### INFORMATION PROVIDED

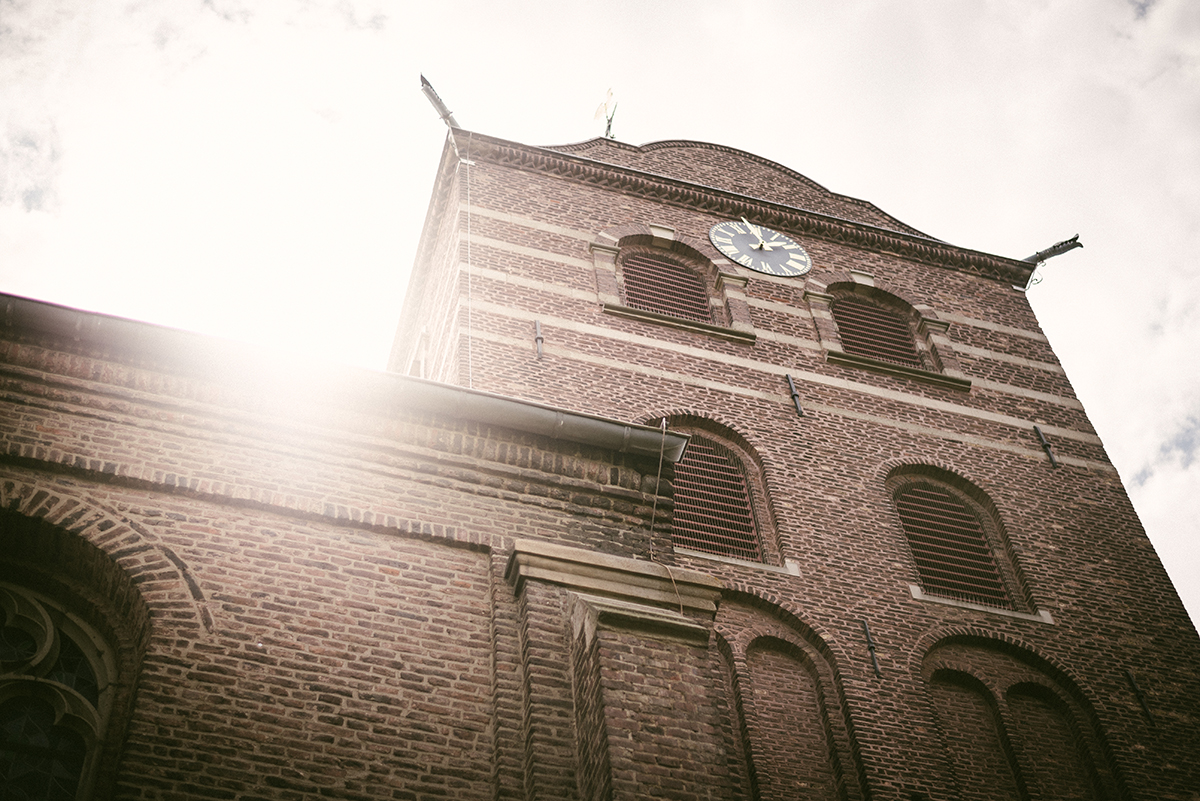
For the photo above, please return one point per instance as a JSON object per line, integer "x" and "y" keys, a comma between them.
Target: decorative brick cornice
{"x": 705, "y": 198}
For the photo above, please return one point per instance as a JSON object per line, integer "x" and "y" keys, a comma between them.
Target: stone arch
{"x": 775, "y": 657}
{"x": 729, "y": 438}
{"x": 970, "y": 498}
{"x": 723, "y": 287}
{"x": 1048, "y": 722}
{"x": 132, "y": 549}
{"x": 49, "y": 550}
{"x": 934, "y": 349}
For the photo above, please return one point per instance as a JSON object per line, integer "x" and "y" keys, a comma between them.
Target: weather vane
{"x": 606, "y": 114}
{"x": 1039, "y": 258}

### EXERCISE PROMPT
Write out every line of the records above again, including the wording lines, and offset each x and y coordinate in the answer points by 54. Leave the pictures out.

### RESULT
For the photo above, please return one point per instance as a JSON object per line, integer "x" and "y" keys, a comma between them.
Target: decorative brick cornice
{"x": 759, "y": 252}
For the photo above, please return one point per instance as a JSON object per line, integer "x" and "y" keys, a comma between them.
Target: stone arch
{"x": 829, "y": 711}
{"x": 783, "y": 492}
{"x": 1024, "y": 552}
{"x": 777, "y": 341}
{"x": 1102, "y": 776}
{"x": 186, "y": 603}
{"x": 103, "y": 604}
{"x": 988, "y": 403}
For the photo above, please return one point per instance as a JSON object per line, integer "x" and "y" keys, a comma between them.
Target: weather vane
{"x": 660, "y": 168}
{"x": 1093, "y": 312}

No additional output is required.